[Object point labels]
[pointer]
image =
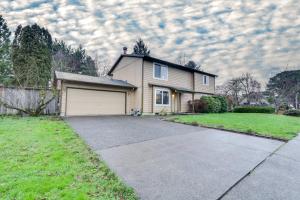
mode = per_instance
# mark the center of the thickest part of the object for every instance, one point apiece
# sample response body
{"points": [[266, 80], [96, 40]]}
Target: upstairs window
{"points": [[160, 71], [205, 80]]}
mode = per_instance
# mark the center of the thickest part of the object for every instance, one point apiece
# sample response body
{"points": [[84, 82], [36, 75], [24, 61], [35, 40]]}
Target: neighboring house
{"points": [[142, 83]]}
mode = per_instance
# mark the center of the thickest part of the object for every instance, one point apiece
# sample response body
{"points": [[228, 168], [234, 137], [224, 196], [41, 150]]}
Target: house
{"points": [[135, 83]]}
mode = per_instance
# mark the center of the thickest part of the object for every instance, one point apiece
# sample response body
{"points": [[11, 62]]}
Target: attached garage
{"points": [[82, 95], [82, 102]]}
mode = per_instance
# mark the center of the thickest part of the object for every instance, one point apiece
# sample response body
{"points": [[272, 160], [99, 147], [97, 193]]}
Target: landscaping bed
{"points": [[267, 125], [42, 158]]}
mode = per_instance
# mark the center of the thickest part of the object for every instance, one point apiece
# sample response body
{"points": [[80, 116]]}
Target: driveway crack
{"points": [[251, 171]]}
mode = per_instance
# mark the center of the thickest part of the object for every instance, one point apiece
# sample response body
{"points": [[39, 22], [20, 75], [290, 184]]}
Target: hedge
{"points": [[213, 105], [254, 109], [295, 113]]}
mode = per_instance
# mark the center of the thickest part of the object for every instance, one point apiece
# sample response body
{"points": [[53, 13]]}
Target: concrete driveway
{"points": [[164, 160]]}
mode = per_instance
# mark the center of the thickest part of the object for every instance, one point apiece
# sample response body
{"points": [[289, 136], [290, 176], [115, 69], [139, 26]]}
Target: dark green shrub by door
{"points": [[254, 109]]}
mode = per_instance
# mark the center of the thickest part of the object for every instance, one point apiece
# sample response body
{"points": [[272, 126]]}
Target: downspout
{"points": [[142, 106], [193, 94]]}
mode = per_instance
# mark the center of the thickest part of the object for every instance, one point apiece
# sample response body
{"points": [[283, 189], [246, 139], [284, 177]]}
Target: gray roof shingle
{"points": [[92, 79]]}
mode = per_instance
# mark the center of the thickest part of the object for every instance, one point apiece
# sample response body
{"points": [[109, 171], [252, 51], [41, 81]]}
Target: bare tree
{"points": [[250, 87], [241, 87]]}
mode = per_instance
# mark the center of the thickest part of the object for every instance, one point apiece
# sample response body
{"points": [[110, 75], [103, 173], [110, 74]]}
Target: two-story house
{"points": [[144, 83]]}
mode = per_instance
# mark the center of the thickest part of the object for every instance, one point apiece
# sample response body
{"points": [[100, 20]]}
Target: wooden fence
{"points": [[25, 98]]}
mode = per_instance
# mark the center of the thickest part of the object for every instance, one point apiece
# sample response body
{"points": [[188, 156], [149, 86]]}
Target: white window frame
{"points": [[207, 80], [162, 100], [161, 65]]}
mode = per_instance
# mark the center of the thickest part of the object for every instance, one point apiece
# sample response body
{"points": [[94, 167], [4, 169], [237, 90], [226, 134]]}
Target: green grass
{"points": [[271, 125], [42, 158]]}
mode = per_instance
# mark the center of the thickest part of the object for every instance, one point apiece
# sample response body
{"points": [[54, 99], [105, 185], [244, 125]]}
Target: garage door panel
{"points": [[95, 102]]}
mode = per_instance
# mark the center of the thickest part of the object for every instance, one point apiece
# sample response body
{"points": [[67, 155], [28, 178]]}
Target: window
{"points": [[205, 80], [162, 97], [160, 71]]}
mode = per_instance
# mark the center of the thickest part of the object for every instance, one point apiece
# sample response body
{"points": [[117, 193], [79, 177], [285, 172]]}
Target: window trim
{"points": [[162, 100], [166, 66], [207, 80]]}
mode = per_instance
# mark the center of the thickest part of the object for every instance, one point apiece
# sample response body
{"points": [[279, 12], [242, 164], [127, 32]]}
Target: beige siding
{"points": [[200, 87], [130, 69], [65, 85], [176, 78]]}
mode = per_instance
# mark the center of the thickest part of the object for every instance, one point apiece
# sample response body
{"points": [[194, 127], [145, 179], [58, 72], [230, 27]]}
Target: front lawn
{"points": [[42, 158], [271, 125]]}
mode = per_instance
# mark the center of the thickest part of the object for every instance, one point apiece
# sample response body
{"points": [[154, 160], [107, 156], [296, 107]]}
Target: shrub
{"points": [[254, 109], [199, 106], [294, 112], [213, 105], [223, 102]]}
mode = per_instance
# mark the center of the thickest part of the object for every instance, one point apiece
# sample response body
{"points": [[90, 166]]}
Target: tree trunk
{"points": [[296, 100]]}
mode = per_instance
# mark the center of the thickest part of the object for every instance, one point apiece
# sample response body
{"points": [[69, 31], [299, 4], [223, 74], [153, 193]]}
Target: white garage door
{"points": [[82, 102]]}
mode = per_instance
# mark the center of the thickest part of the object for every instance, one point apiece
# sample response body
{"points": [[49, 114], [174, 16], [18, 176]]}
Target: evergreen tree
{"points": [[31, 56], [5, 61], [67, 59], [140, 48]]}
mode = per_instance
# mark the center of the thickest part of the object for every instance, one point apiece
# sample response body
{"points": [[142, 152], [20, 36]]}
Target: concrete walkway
{"points": [[164, 160], [276, 178]]}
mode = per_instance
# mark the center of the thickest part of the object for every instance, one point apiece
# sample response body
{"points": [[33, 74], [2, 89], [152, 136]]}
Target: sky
{"points": [[226, 37]]}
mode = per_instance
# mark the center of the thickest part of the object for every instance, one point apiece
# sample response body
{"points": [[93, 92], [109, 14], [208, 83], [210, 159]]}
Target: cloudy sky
{"points": [[227, 37]]}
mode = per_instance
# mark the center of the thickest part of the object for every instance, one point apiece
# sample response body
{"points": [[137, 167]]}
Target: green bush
{"points": [[213, 105], [223, 103], [295, 113], [254, 109]]}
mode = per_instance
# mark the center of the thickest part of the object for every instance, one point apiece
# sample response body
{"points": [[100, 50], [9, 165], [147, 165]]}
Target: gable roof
{"points": [[91, 79], [152, 59]]}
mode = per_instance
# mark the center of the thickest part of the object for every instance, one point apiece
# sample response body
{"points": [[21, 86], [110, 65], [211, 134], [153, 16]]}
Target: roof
{"points": [[152, 59], [92, 79]]}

[Directions] Leaving all pictures aside, quote each record exactly.

[Output of the task]
[pointer]
image =
mode = per_instance
# mark the center of the thickest part of the object for every instance, one point apiece
# sample response body
{"points": [[266, 80], [96, 40]]}
Target: upstairs window
{"points": [[160, 71], [205, 80]]}
mode = per_instance
# mark the center of the thickest part of the object for every instance, one point apiece
# sample response body
{"points": [[84, 82], [36, 75], [24, 61], [35, 40]]}
Target: neighboring house
{"points": [[142, 83]]}
mode = per_instance
# mark the center of the thickest part of the object for every instance, one point apiece
# sample response body
{"points": [[228, 168], [234, 137], [224, 196], [41, 150]]}
Target: house
{"points": [[135, 83]]}
mode = per_instance
# mark the center of the thickest part of the object for every instance, one point apiece
# sample response body
{"points": [[11, 62]]}
Target: attached garage
{"points": [[82, 95], [82, 102]]}
mode = per_instance
# mark the center of the thickest part of the object for every instance, one point apiece
# sample response body
{"points": [[272, 160], [99, 147], [97, 193]]}
Target: landscaping bed
{"points": [[267, 125], [42, 158]]}
mode = per_instance
# mark the center of the thickest part of the object for every instance, one point apiece
# sample response body
{"points": [[80, 116]]}
Target: driveway crack
{"points": [[251, 171]]}
mode = per_instance
# mark the center of the thickest part of the object for every instance, one point apiece
# sample response body
{"points": [[39, 22], [20, 75], [290, 184]]}
Target: hedge
{"points": [[213, 105], [254, 109], [295, 113]]}
mode = per_instance
# mark the center of the thickest part of the object for every instance, one point apiece
# sample response body
{"points": [[53, 13]]}
Target: concrete driveway
{"points": [[164, 160]]}
mode = per_instance
# mark the center of the thickest part of the object for every instance, one point apiece
# sample response body
{"points": [[289, 136], [290, 176], [115, 69], [139, 26]]}
Target: dark green shrub by door
{"points": [[254, 109]]}
mode = per_instance
# mark the center of the thickest part of the object for every instance, one point apiece
# sample response body
{"points": [[272, 126]]}
Target: downspout
{"points": [[142, 106], [193, 94]]}
mode = per_instance
# mark the center of the thickest part of the object for every instance, one point apiece
# sample response body
{"points": [[283, 189], [246, 139], [284, 177]]}
Target: gray roof shingle
{"points": [[92, 79]]}
mode = per_instance
# mark the center of the thickest part of the object for every instance, one point apiece
# sample response body
{"points": [[109, 171], [252, 51], [41, 81]]}
Target: bare tree
{"points": [[250, 87], [241, 87]]}
mode = per_instance
# mark the center of the thickest part of the object for every instance, one point apiece
# sample response body
{"points": [[110, 75], [103, 173], [110, 74]]}
Target: two-story house
{"points": [[144, 83]]}
mode = per_instance
# mark the center of the thickest part of the object for every instance, one point apiece
# sample response body
{"points": [[100, 20]]}
Target: wooden fence
{"points": [[25, 98]]}
mode = per_instance
# mark the center of the thickest part of the object for every instance, one point apiece
# sample response body
{"points": [[188, 156], [149, 86]]}
Target: white window frame
{"points": [[207, 80], [162, 100], [161, 65]]}
mode = per_instance
# mark the center of the thickest part of the object for every instance, one point apiece
# sample response body
{"points": [[94, 167], [4, 169], [237, 90], [226, 134]]}
Target: green grass
{"points": [[271, 125], [42, 158]]}
mode = per_instance
# mark the center of the thickest part of the object for every instance, one point apiece
# sample response body
{"points": [[54, 99], [105, 185], [244, 125]]}
Target: garage door panel
{"points": [[95, 102]]}
mode = per_instance
# mark the center of the thickest part of the object for every instance, one point apiece
# sample response body
{"points": [[67, 155], [28, 178]]}
Target: window
{"points": [[205, 80], [162, 97], [160, 71]]}
mode = per_instance
# mark the center of the thickest part of the object for every instance, one point apiece
# sample response body
{"points": [[117, 193], [79, 177], [285, 172]]}
Target: window trim
{"points": [[162, 100], [166, 66], [207, 80]]}
mode = per_instance
# mark the center of the thickest part of the object for every instance, one point apiece
# sample response body
{"points": [[279, 12], [242, 164], [127, 32]]}
Target: beige siding
{"points": [[200, 87], [130, 69], [65, 85], [176, 78]]}
mode = per_instance
# mark the center of the thickest part of the object for every instance, one point apiece
# sample response body
{"points": [[194, 127], [145, 179], [58, 72], [230, 27]]}
Target: front lawn
{"points": [[42, 158], [271, 125]]}
mode = per_instance
# mark the center of the thickest part of the object for every instance, one point apiece
# sample response body
{"points": [[154, 160], [107, 156], [296, 107]]}
Target: shrub
{"points": [[254, 109], [199, 106], [294, 112], [213, 105], [223, 102]]}
mode = per_instance
# mark the center of the thickest part of the object for every instance, one point apiece
# sample response body
{"points": [[90, 166]]}
Target: tree trunk
{"points": [[296, 100]]}
mode = per_instance
# mark the center of the thickest part of the object for every instance, one point apiece
# sample response body
{"points": [[69, 31], [299, 4], [223, 74], [153, 193]]}
Target: white garage door
{"points": [[82, 102]]}
mode = per_instance
# mark the center of the thickest part of the object for every instance, one point apiece
# sample response body
{"points": [[49, 114], [174, 16], [18, 176]]}
Target: evergreen tree
{"points": [[31, 56], [5, 61], [67, 59], [140, 48]]}
mode = per_instance
# mark the center of the thickest part of the object for every instance, one point apiece
# sample response body
{"points": [[142, 152], [20, 36]]}
Target: concrete walkway
{"points": [[164, 160], [276, 178]]}
mode = per_instance
# mark the center of the thickest part of the object for every instance, one point apiece
# sample response body
{"points": [[33, 74], [2, 89], [152, 136]]}
Target: sky
{"points": [[226, 37]]}
mode = per_instance
# mark the center of the thickest part of the object for every instance, one point apiece
# sample response body
{"points": [[93, 92], [109, 14], [208, 83], [210, 159]]}
Target: cloudy sky
{"points": [[227, 37]]}
mode = per_instance
# mark the center of the thickest part of the object for every instance, one point apiece
# sample response body
{"points": [[137, 167]]}
Target: green bush
{"points": [[213, 105], [223, 103], [295, 113], [254, 109]]}
mode = per_instance
# mark the center of the thickest part of the object for every instance, one point apiece
# sample response body
{"points": [[100, 50], [9, 165], [147, 165]]}
Target: gable roof
{"points": [[91, 79], [152, 59]]}
mode = per_instance
# mark the center of the thickest part of the object for every instance, one point apiece
# sample response body
{"points": [[21, 86], [110, 65], [211, 134], [153, 16]]}
Target: roof
{"points": [[152, 59], [92, 79]]}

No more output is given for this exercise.